◆ Exercise material
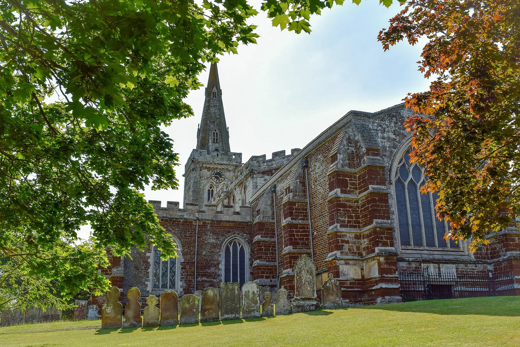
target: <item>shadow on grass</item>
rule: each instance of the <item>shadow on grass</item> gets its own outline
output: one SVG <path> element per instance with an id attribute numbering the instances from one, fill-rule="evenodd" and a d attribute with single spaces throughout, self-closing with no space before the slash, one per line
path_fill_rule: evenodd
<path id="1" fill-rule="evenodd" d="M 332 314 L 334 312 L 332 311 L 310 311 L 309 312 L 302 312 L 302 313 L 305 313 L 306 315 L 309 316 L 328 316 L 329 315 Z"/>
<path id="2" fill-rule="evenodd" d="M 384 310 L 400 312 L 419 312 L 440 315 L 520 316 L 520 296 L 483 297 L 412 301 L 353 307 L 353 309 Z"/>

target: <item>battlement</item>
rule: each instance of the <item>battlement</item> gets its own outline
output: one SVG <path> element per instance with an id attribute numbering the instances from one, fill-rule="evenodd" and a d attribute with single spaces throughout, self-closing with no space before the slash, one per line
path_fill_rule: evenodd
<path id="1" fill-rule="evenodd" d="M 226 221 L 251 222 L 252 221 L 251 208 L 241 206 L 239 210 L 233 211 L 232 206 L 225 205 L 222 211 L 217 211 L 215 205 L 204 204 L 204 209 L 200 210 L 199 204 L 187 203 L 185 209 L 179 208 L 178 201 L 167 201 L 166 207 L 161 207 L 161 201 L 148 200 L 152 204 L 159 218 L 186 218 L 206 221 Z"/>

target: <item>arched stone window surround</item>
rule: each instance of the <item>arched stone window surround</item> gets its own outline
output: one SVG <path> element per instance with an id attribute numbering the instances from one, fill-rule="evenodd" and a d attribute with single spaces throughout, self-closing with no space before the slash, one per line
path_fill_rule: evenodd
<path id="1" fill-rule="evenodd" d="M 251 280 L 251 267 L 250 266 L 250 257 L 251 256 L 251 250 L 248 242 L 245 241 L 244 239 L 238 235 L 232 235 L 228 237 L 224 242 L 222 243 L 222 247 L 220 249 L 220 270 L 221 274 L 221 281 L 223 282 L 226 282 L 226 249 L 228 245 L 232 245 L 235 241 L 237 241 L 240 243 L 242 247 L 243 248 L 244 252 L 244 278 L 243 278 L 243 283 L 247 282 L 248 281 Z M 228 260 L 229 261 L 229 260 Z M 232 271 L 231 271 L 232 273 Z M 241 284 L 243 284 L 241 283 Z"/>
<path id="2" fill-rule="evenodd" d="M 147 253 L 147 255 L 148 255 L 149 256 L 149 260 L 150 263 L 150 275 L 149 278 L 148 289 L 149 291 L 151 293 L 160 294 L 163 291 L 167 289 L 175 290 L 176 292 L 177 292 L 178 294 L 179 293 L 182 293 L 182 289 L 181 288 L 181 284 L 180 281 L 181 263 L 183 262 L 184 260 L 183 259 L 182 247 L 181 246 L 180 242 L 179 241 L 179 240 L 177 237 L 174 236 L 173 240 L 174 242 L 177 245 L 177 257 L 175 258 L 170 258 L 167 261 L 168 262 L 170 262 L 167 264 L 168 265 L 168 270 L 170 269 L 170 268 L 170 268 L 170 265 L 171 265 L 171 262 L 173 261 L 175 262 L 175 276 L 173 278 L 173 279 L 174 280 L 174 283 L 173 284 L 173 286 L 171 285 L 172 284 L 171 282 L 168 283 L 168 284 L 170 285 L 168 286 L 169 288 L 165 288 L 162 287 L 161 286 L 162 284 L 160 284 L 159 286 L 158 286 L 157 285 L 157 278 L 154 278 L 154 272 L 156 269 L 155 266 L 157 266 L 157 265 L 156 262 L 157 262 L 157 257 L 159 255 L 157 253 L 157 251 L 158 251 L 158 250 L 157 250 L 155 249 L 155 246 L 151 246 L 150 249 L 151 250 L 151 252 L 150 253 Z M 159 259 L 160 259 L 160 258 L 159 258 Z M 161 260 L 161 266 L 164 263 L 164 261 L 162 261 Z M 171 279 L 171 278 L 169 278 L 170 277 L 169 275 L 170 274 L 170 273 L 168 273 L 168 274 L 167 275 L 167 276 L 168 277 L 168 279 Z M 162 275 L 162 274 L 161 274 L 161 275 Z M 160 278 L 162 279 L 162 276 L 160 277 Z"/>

◆ Your task
Copy every line of the records above word for word, omitting the pictures.

◆ Response
target: <item>shadow on grass</item>
rule: each instance of the <item>shadow on grass</item> gets its own outline
output: one SVG <path> element per instance with an id attribute numbering the instances from one, fill-rule="evenodd" and a d attribute with single spaces throughout, self-closing with no space before the slash, one per line
path_fill_rule: evenodd
<path id="1" fill-rule="evenodd" d="M 332 314 L 334 312 L 332 311 L 310 311 L 309 312 L 302 312 L 302 313 L 305 313 L 306 315 L 309 316 L 328 316 L 329 315 Z"/>
<path id="2" fill-rule="evenodd" d="M 384 310 L 400 312 L 419 312 L 440 315 L 520 316 L 520 296 L 483 297 L 412 301 L 353 307 L 353 309 Z"/>

target: <item>battlement</item>
rule: each instance of the <item>battlement</item> gets its own outline
output: one SVG <path> element per instance with an id attribute numbering the instances from one, fill-rule="evenodd" and a d attribute with single spaces throughout, self-closing with no space before the slash, one per line
path_fill_rule: evenodd
<path id="1" fill-rule="evenodd" d="M 226 221 L 251 222 L 252 221 L 251 208 L 241 206 L 239 210 L 233 211 L 232 206 L 225 205 L 222 211 L 217 211 L 215 205 L 204 204 L 204 209 L 200 210 L 199 204 L 187 203 L 185 209 L 179 208 L 178 201 L 167 201 L 166 207 L 161 207 L 161 201 L 148 200 L 152 204 L 159 218 L 186 218 L 206 221 Z"/>

target: <item>arched stone window surround</item>
rule: each instance of the <item>arched stone window surround</item> gets its own outline
output: one SVG <path> element per instance with an id attribute numbering the instances from one, fill-rule="evenodd" and a d attribute with single spaces throughout, self-closing with no space before the slash, one per line
path_fill_rule: evenodd
<path id="1" fill-rule="evenodd" d="M 251 280 L 251 267 L 250 266 L 250 257 L 251 256 L 251 250 L 248 242 L 245 241 L 244 239 L 238 235 L 232 235 L 228 237 L 224 242 L 222 243 L 222 247 L 220 249 L 220 270 L 221 274 L 221 281 L 223 282 L 226 282 L 226 249 L 228 245 L 232 245 L 235 241 L 237 241 L 240 243 L 242 247 L 243 248 L 244 252 L 244 278 L 243 278 L 243 283 L 247 282 L 248 281 Z M 228 260 L 229 261 L 229 260 Z M 232 271 L 231 271 L 232 273 Z M 241 284 L 243 284 L 241 283 Z"/>
<path id="2" fill-rule="evenodd" d="M 147 253 L 147 255 L 148 255 L 149 256 L 149 260 L 150 263 L 150 275 L 149 278 L 148 289 L 149 291 L 151 293 L 160 294 L 163 291 L 167 289 L 175 290 L 176 292 L 177 292 L 178 294 L 179 293 L 182 293 L 182 289 L 181 288 L 181 284 L 180 281 L 181 263 L 183 262 L 184 260 L 183 259 L 182 247 L 181 246 L 180 242 L 179 241 L 179 240 L 177 237 L 174 236 L 173 240 L 174 242 L 177 245 L 177 257 L 175 258 L 170 258 L 167 261 L 168 262 L 170 262 L 167 264 L 168 265 L 168 270 L 170 269 L 170 268 L 170 268 L 170 265 L 171 265 L 171 262 L 173 261 L 175 262 L 175 276 L 173 278 L 173 279 L 174 280 L 174 283 L 173 284 L 173 286 L 171 285 L 172 284 L 171 282 L 168 283 L 168 284 L 170 285 L 168 286 L 169 288 L 165 288 L 162 287 L 161 286 L 162 284 L 160 284 L 159 286 L 158 286 L 157 285 L 157 278 L 154 278 L 154 272 L 156 269 L 155 266 L 157 266 L 157 265 L 156 262 L 157 262 L 157 257 L 159 255 L 157 253 L 157 251 L 158 251 L 158 250 L 157 250 L 155 249 L 155 246 L 151 246 L 150 249 L 151 250 L 151 252 L 150 253 Z M 159 259 L 160 259 L 160 258 L 159 258 Z M 161 260 L 161 266 L 164 263 L 164 261 L 162 261 Z M 171 279 L 171 278 L 169 278 L 170 277 L 169 275 L 170 274 L 170 273 L 168 273 L 168 274 L 167 275 L 167 276 L 168 277 L 168 279 Z M 162 275 L 162 274 L 161 274 L 161 275 Z M 160 278 L 162 279 L 162 276 L 160 277 Z"/>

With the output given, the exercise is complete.